◆ Natural language region descriptions
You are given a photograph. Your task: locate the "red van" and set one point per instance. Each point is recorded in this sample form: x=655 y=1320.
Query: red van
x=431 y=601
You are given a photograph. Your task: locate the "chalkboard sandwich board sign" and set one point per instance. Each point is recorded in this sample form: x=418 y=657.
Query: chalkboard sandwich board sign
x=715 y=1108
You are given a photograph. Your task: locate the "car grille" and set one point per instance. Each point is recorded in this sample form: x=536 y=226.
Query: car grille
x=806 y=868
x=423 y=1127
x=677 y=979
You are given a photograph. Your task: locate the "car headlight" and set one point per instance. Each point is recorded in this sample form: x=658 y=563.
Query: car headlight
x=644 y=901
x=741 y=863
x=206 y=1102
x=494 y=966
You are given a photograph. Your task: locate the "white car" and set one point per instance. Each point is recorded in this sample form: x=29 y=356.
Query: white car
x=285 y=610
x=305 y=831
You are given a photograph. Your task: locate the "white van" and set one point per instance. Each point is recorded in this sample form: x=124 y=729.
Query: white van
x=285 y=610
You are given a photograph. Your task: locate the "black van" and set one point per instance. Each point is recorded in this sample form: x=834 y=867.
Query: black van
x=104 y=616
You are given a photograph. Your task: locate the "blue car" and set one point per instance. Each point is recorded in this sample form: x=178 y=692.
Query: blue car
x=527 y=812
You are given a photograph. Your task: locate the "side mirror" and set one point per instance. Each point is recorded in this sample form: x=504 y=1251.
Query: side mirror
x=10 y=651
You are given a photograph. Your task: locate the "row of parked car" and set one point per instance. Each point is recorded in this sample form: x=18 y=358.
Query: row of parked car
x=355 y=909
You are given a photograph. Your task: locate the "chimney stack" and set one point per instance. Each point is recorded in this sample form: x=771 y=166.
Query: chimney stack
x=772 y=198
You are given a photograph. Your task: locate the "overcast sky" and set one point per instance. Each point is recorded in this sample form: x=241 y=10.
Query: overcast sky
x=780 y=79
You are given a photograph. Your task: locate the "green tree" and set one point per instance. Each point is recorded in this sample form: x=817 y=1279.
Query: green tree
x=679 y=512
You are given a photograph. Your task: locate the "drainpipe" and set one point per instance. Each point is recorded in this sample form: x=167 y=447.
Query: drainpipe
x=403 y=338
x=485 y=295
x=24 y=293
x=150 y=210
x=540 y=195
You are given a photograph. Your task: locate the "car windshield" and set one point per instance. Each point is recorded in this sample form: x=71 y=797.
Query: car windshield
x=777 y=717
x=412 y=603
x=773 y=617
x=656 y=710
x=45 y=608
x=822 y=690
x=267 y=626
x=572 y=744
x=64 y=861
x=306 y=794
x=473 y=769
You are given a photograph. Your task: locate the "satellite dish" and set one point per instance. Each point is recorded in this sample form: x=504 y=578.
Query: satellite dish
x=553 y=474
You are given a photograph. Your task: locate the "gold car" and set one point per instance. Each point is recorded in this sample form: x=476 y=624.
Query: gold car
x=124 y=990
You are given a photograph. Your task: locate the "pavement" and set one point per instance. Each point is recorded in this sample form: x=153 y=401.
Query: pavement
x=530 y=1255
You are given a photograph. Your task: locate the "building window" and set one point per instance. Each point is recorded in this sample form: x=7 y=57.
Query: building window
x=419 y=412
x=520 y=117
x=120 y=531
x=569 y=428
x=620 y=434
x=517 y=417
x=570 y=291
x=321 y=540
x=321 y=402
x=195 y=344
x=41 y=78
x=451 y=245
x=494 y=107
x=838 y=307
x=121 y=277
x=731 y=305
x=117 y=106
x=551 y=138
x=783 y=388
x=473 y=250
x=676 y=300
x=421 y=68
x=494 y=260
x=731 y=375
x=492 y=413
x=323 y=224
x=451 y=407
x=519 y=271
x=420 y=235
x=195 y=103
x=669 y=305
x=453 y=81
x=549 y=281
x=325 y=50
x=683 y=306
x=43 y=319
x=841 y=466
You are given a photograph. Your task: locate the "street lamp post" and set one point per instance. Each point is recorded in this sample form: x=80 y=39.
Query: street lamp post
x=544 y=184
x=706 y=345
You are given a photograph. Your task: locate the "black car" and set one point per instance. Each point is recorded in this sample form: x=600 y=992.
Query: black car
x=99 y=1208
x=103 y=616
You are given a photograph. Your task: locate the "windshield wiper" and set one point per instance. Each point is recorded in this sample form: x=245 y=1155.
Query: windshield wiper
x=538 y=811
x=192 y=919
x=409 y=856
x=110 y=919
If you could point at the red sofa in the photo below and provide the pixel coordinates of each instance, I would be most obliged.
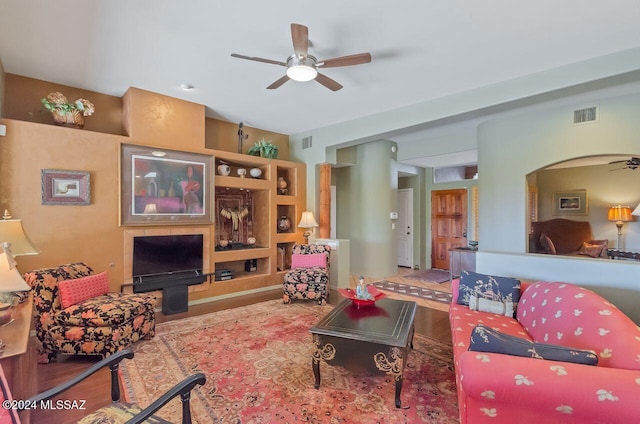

◆ Task
Leaving the pictures out, set down all of the data again exactly.

◆ Answer space
You are given a photograph. Your task: locate the "red van" and set one point per instance. Each point is recorded in this sample form: x=655 y=1320.
Query: red van
x=431 y=601
You are given a photograph. Your task: locate the "chalkboard sandwich board sign" and set one point per instance. Each point is recorded in this sample form: x=418 y=657.
Query: chalkboard sandwich board sign
x=715 y=1108
You are given a photograph. Your task: locate the "car grille" and set one point per instance. Each point is recorded in this sample form: x=536 y=226.
Query: car grille
x=806 y=868
x=423 y=1127
x=677 y=979
You are given a photograph. Your task: locate the "car headlight" and set one point per instance. Each point is recorded in this sample form: x=658 y=563.
Query: car headlight
x=644 y=901
x=741 y=863
x=206 y=1102
x=494 y=966
You are given a photograph. Your task: locate the "white car" and set one point per instance. Each point is recorded in this sample form: x=29 y=356.
Query: white car
x=285 y=610
x=305 y=831
You are given a photograph. Your task: locate the "white van" and set one point per instance. Each point is recorded in this sample form: x=124 y=729.
Query: white van
x=285 y=610
You are given a photograph. Your task: locate the "black van" and set one point per instance. Each point is recorded in this sample form: x=834 y=867.
Query: black van
x=104 y=616
You are given a photograph. Your task: locate the "blue car" and set one point per instance. Each point is recorded in this sample form: x=178 y=692.
Query: blue car
x=527 y=812
You are given a photograph. Your task: locate the "side mirror" and set one point per instance. Each point is recorded in this sample form: x=504 y=1251.
Query: side mirror
x=10 y=651
You are given a photograph. Your task: locate the "row of parked car" and set one point per instance. Each point is recorded in this sample form: x=18 y=358.
Query: row of parked car
x=355 y=909
You are given a photograph. Your task: locate the "chimney stack" and set one point per instance. Each point is recorded in this sample form: x=771 y=166.
Query: chimney stack
x=772 y=198
You are given a photograph. Your task: locate the "overcast sky" and set one point per instance. Each point is recorded in this sample form: x=241 y=10.
Query: overcast sky
x=780 y=79
You are given a photograph. Your task: locate the "green tree" and set one point per instance. Each point is recorded in this sample form: x=817 y=1279.
Query: green tree
x=679 y=512
You are given a photograph. Your task: locate the "drainpipe" and set one point per instance. Each point is recorded in this sample form: x=167 y=447.
Query: drainpipe
x=403 y=338
x=485 y=295
x=24 y=293
x=150 y=210
x=540 y=195
You are given a photograph. Your task: locate the "car windshield" and set one point per instance. Each point is recorded in this sample form: x=71 y=797.
Query: car windshield
x=777 y=717
x=412 y=603
x=773 y=617
x=656 y=710
x=45 y=608
x=822 y=690
x=267 y=626
x=572 y=744
x=64 y=861
x=306 y=794
x=473 y=769
You are given a photograph. Your task: locate the "satellite dish" and set one point per instance. Each point is recorded in this sample form: x=504 y=578.
Query: satellite dish
x=553 y=474
You are given a photograph. Your task: locate the "gold car" and set one point per instance. Each point is recorded in this sample form: x=476 y=624.
Query: gold car
x=124 y=990
You are given a photograph. Your task: locate the "pavement" and set one point per instance. Each point is recorded in this sample form: x=153 y=401.
Query: pavement
x=530 y=1255
You are given a photograph. Your task: locate the "building window" and set one point per instance. Each point is recorded in this sample form: x=7 y=57.
Query: building window
x=419 y=412
x=520 y=117
x=120 y=531
x=569 y=428
x=620 y=434
x=517 y=417
x=570 y=291
x=321 y=540
x=321 y=402
x=195 y=344
x=41 y=78
x=451 y=245
x=494 y=107
x=838 y=307
x=121 y=277
x=731 y=305
x=117 y=106
x=551 y=138
x=783 y=388
x=473 y=250
x=676 y=300
x=421 y=68
x=494 y=260
x=731 y=375
x=492 y=413
x=323 y=224
x=451 y=407
x=519 y=271
x=420 y=235
x=195 y=103
x=669 y=305
x=453 y=81
x=549 y=281
x=325 y=50
x=683 y=306
x=43 y=319
x=841 y=466
You are given a photograph. Your task: locate the "street lamp post" and set one point per instance. Each point is recorded in this sample form: x=80 y=39.
Query: street lamp post
x=544 y=184
x=706 y=345
You are given a photograph. Your task: locate the "black car" and set one point per instance. Each point is recorded in this sample form: x=600 y=992.
Query: black car
x=99 y=1208
x=103 y=616
You are given a photograph. Your task: locate the "windshield wiper" and set one point per instance. Each point is recorded in this sample form: x=245 y=1155.
Query: windshield wiper
x=538 y=811
x=192 y=919
x=409 y=856
x=110 y=919
If you could point at the red sofa in the photo below and provide the pixel coordinates of each instance, I would be most obliged.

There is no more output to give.